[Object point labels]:
***

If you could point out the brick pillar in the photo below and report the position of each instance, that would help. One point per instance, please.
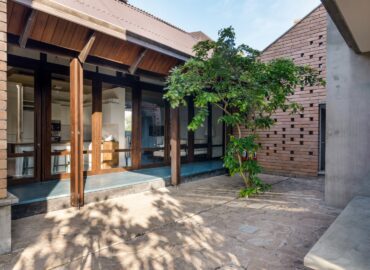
(3, 95)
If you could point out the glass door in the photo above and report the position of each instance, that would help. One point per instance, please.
(21, 122)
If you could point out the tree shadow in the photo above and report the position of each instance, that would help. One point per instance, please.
(141, 231)
(200, 225)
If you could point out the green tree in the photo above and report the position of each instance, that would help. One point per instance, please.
(247, 90)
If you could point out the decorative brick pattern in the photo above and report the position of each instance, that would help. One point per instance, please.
(3, 95)
(291, 147)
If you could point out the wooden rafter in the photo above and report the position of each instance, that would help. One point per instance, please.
(87, 48)
(27, 29)
(137, 62)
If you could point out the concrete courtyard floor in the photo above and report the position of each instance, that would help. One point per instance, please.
(199, 225)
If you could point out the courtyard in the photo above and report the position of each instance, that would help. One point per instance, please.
(198, 225)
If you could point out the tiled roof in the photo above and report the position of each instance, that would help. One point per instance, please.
(119, 18)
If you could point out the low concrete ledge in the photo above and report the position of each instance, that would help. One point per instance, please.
(5, 223)
(346, 244)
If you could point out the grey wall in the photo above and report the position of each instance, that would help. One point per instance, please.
(348, 122)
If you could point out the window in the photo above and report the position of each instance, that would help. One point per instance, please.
(152, 128)
(116, 126)
(20, 123)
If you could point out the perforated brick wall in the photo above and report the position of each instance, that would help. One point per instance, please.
(3, 95)
(291, 147)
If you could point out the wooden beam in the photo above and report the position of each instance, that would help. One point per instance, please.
(87, 48)
(27, 29)
(175, 147)
(76, 107)
(137, 62)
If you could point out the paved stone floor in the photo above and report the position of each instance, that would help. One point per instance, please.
(200, 225)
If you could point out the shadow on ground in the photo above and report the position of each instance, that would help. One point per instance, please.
(200, 225)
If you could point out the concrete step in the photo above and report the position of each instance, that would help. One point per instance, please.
(346, 244)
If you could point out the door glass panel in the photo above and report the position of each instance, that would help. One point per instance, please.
(61, 124)
(21, 123)
(87, 123)
(152, 127)
(184, 132)
(217, 132)
(117, 126)
(201, 141)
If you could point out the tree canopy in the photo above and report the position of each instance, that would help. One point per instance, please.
(248, 91)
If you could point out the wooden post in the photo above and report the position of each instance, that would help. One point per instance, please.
(175, 146)
(190, 132)
(167, 128)
(96, 123)
(76, 107)
(136, 128)
(209, 141)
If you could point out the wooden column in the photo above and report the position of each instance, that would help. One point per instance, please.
(209, 141)
(76, 107)
(190, 132)
(175, 147)
(167, 128)
(96, 123)
(136, 128)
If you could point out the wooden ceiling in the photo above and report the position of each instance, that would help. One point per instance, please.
(55, 31)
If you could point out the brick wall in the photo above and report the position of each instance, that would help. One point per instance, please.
(3, 94)
(291, 147)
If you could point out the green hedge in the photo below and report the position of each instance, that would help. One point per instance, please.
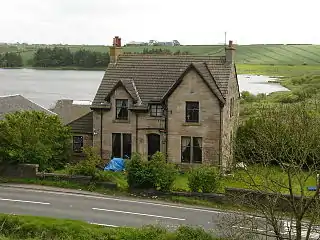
(27, 227)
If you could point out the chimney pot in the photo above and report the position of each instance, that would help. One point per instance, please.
(115, 50)
(117, 41)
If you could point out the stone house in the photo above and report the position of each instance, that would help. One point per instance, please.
(185, 106)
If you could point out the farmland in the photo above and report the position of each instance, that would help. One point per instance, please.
(259, 54)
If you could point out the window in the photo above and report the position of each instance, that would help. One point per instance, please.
(231, 107)
(77, 144)
(192, 112)
(156, 110)
(121, 145)
(122, 109)
(191, 149)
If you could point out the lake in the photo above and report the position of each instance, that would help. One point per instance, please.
(45, 87)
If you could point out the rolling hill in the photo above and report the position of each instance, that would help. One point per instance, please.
(274, 54)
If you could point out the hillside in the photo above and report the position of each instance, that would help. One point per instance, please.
(298, 54)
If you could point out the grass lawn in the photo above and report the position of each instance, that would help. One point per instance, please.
(29, 227)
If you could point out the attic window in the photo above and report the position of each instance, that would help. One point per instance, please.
(122, 109)
(77, 144)
(192, 112)
(156, 110)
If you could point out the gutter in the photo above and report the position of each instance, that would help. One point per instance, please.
(166, 129)
(137, 131)
(101, 128)
(221, 136)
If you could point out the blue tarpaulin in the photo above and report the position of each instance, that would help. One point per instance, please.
(115, 165)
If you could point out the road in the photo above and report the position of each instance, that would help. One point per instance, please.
(117, 212)
(109, 211)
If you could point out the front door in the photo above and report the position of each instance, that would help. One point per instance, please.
(153, 144)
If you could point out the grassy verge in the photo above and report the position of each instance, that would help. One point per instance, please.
(27, 227)
(60, 68)
(278, 70)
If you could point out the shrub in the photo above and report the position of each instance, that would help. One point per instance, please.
(163, 173)
(155, 173)
(139, 174)
(34, 138)
(205, 179)
(88, 166)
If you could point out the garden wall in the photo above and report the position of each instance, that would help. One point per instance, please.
(31, 171)
(19, 171)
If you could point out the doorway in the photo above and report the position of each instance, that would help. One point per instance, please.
(153, 144)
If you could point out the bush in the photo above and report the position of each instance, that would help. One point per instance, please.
(155, 173)
(282, 134)
(205, 179)
(31, 137)
(88, 166)
(139, 174)
(163, 173)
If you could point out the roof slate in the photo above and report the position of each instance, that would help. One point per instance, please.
(15, 103)
(83, 124)
(154, 75)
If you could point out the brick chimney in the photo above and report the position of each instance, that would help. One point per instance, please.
(230, 53)
(115, 50)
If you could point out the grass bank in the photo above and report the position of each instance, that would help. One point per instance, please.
(72, 68)
(38, 228)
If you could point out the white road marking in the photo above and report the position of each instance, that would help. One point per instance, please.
(23, 201)
(140, 214)
(104, 225)
(252, 229)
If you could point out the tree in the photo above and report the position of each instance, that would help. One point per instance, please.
(280, 147)
(35, 138)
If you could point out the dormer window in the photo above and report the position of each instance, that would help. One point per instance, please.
(192, 112)
(156, 110)
(122, 112)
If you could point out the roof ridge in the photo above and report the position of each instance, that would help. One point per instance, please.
(215, 82)
(82, 116)
(12, 95)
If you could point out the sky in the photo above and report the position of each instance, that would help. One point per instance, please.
(190, 22)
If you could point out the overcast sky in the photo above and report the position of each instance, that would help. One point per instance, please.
(190, 22)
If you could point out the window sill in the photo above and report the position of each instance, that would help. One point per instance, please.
(155, 118)
(191, 124)
(120, 121)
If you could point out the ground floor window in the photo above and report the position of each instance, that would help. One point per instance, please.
(121, 145)
(191, 149)
(77, 144)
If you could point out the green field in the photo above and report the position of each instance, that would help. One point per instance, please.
(266, 54)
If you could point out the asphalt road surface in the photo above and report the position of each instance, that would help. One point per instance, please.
(117, 212)
(108, 211)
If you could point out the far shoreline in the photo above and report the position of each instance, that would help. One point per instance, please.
(56, 68)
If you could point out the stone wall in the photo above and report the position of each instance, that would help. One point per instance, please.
(230, 121)
(19, 171)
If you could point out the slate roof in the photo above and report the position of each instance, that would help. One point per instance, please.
(153, 75)
(14, 103)
(83, 124)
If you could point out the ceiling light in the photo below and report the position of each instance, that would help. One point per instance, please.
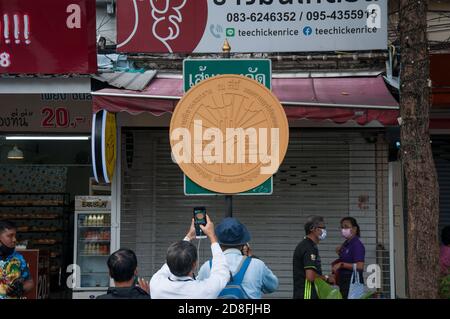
(47, 138)
(15, 153)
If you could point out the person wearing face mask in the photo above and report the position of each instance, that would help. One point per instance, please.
(306, 261)
(351, 252)
(15, 278)
(122, 266)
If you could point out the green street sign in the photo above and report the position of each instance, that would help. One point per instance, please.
(195, 71)
(191, 189)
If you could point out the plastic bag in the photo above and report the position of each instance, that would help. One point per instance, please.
(325, 291)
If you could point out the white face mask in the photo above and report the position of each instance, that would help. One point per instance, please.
(323, 235)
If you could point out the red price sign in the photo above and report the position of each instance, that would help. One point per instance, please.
(59, 117)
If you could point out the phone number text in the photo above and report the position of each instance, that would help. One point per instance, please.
(294, 16)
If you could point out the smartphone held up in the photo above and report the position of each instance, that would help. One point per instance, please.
(199, 219)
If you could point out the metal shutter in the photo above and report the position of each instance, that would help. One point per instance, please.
(329, 173)
(441, 152)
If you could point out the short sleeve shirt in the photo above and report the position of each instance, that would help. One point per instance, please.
(306, 256)
(352, 251)
(12, 268)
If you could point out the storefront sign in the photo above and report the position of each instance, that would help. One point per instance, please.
(104, 146)
(47, 36)
(229, 134)
(195, 71)
(251, 25)
(50, 113)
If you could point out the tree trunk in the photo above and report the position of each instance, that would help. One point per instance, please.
(420, 172)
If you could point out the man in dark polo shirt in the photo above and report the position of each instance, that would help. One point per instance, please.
(306, 262)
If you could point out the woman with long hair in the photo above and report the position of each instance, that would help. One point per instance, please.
(351, 252)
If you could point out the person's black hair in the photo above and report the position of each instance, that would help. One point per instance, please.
(6, 225)
(122, 264)
(354, 224)
(180, 258)
(445, 235)
(312, 222)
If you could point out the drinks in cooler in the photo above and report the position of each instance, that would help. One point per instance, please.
(92, 243)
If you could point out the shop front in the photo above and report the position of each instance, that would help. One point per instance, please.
(44, 163)
(336, 166)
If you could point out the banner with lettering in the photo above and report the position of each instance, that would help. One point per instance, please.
(186, 26)
(66, 113)
(48, 36)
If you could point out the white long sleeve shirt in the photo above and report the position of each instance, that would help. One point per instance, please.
(165, 285)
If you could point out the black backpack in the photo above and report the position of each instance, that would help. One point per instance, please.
(233, 289)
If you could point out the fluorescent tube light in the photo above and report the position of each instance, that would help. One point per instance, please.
(47, 138)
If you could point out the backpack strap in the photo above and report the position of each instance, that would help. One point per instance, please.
(239, 275)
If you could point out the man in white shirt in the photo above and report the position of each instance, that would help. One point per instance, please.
(176, 279)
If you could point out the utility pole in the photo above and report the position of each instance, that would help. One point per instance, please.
(226, 48)
(421, 179)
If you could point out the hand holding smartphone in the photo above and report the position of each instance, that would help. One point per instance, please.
(199, 219)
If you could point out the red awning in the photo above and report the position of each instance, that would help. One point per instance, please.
(361, 99)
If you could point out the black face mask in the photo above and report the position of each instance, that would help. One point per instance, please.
(5, 251)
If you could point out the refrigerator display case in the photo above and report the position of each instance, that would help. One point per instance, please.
(92, 245)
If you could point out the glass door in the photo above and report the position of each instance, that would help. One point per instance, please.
(93, 247)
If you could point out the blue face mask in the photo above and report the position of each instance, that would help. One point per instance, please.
(323, 235)
(5, 251)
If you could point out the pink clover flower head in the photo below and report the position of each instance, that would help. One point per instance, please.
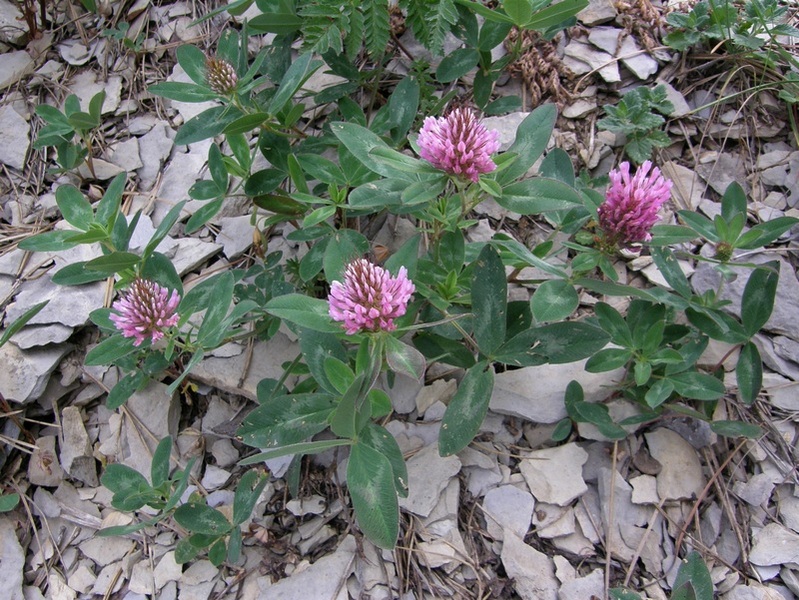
(370, 298)
(145, 310)
(458, 144)
(631, 204)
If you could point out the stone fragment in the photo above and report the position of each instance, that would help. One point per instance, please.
(597, 12)
(14, 137)
(555, 475)
(519, 392)
(508, 508)
(532, 572)
(76, 450)
(12, 561)
(323, 580)
(12, 28)
(428, 476)
(14, 66)
(681, 476)
(590, 586)
(775, 545)
(43, 466)
(25, 374)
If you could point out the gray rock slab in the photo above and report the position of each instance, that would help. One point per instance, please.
(783, 319)
(76, 450)
(12, 24)
(323, 580)
(14, 137)
(12, 560)
(775, 545)
(532, 572)
(555, 475)
(32, 336)
(597, 11)
(25, 373)
(536, 393)
(155, 414)
(14, 66)
(428, 476)
(267, 358)
(508, 508)
(681, 476)
(44, 467)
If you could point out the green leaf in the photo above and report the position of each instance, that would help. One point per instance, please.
(658, 393)
(108, 207)
(74, 207)
(207, 124)
(109, 351)
(457, 64)
(489, 301)
(21, 321)
(50, 241)
(532, 137)
(115, 262)
(345, 245)
(697, 386)
(758, 297)
(200, 518)
(403, 104)
(247, 493)
(212, 328)
(736, 429)
(538, 195)
(466, 410)
(297, 74)
(670, 269)
(159, 471)
(378, 438)
(302, 448)
(286, 420)
(8, 502)
(183, 92)
(402, 358)
(749, 373)
(316, 347)
(693, 580)
(370, 479)
(554, 300)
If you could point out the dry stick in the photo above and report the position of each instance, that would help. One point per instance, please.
(640, 547)
(611, 516)
(705, 490)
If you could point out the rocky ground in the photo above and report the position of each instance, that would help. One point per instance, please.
(512, 515)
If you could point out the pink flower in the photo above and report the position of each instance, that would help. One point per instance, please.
(369, 299)
(631, 204)
(458, 144)
(145, 310)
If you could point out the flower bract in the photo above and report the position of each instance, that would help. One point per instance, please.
(458, 144)
(370, 298)
(145, 310)
(631, 204)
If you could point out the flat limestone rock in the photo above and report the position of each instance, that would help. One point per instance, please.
(555, 475)
(536, 393)
(681, 477)
(323, 580)
(533, 572)
(775, 545)
(24, 375)
(14, 137)
(12, 561)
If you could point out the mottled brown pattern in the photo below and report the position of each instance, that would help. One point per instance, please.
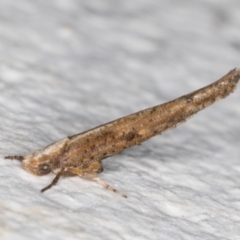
(81, 154)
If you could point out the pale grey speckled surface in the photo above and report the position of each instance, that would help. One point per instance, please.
(67, 66)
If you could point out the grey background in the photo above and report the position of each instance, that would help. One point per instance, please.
(67, 66)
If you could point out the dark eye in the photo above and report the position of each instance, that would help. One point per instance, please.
(44, 169)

***

[EXERCISE REQUIREMENTS]:
Starting with the line that has "If you could point out the dark" and going through the final line, arrange those lines as a numbered list and skip any blank lines.

[TASK RESPONSE]:
1. If you could point out the dark eye in the photo above and report the position of each instance, that would help. One point per instance, please.
2. (44, 169)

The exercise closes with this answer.